- [Consigne]
Résumez en deux phrases le texte de l'exercice ci-dessous.

- [Texte de l'exercice]
····················

Mais je me suis considérablement éloigné du sujet de ce texte, si sujet il y a bien. Ce que je voulais dire, je crois, est que tout ce qu'il y a de beau dans le corps d'une femme, on peut l'appeler cul. Con. Cul. Ces mots de trois lettres sont admirables. Deux consonnes et une voyelle suffisent à résumer une femme ! Le "cou", avec ses deux voyelles, en dit déjà moins. Mais "derrière", alors ? Derrière la femme ? La dernière femme vue de derrière ? Là je suis un peu bouleversé, parce que je viens d'écouter Michelangeli jouer les Children's Corner de Debussy, et je ne comprends tout simplement pas comment c'est possible, comment on peut avoir un tel contrôle de la touche, de son attaque, de son enfoncement, et un tel contrôle du poids et de la vitesse de chaque doigt. Cet homme est une énigme. Mais le toucher de Michelangeli me ramène au cul, parce que le cul appelle le toucher. Même si on ne le touche jamais, on l'aime ou on ne l'aime pas en fonction du toucher imaginé. Un cul, ce n'est pas seulement une forme, c'est aussi une matière, une profondeur, une élasticité, un enfoncement — comme les touches d'un piano. Et là je pense bien sûr aux fesses, mais aussi aux cuisses, au ventre, et au sexe.

····················

- [Données de l'exercice]
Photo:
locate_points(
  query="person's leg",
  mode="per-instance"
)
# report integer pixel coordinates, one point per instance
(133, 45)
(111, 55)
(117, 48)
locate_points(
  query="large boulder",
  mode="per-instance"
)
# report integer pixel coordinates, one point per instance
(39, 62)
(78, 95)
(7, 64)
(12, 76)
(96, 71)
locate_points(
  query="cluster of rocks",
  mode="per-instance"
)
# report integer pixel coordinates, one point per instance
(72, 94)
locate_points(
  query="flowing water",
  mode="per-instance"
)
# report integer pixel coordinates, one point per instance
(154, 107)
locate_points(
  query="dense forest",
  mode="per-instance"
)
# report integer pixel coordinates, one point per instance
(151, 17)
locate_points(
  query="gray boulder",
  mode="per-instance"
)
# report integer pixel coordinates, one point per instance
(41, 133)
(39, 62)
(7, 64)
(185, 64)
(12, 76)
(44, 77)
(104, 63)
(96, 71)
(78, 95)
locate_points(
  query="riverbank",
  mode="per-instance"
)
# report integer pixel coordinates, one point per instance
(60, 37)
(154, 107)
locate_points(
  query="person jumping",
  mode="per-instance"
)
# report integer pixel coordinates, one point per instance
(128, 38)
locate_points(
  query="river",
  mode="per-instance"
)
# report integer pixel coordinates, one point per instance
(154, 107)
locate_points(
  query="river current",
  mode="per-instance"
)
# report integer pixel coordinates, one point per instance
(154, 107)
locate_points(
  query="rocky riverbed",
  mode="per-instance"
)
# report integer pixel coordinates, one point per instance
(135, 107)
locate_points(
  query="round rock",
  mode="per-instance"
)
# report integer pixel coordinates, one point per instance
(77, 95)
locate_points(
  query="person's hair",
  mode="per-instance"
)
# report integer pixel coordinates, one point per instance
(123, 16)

····················

- [Espace de réponse]
Tout en reconnaissant s'être éloigné de son sujet, le texte avance que tout ce qu'il y a de beau dans le corps d'une femme peut s'appeler cul, et s'émerveille que des mots de trois lettres suffisent à résumer une femme. Il évoque ensuite le contrôle de la touche de Michelangeli jouant les Children's Corner de Debussy, puis relie ce toucher au cul, décrit comme une matière, une profondeur, une élasticité et un enfoncement comparables aux touches d'un piano.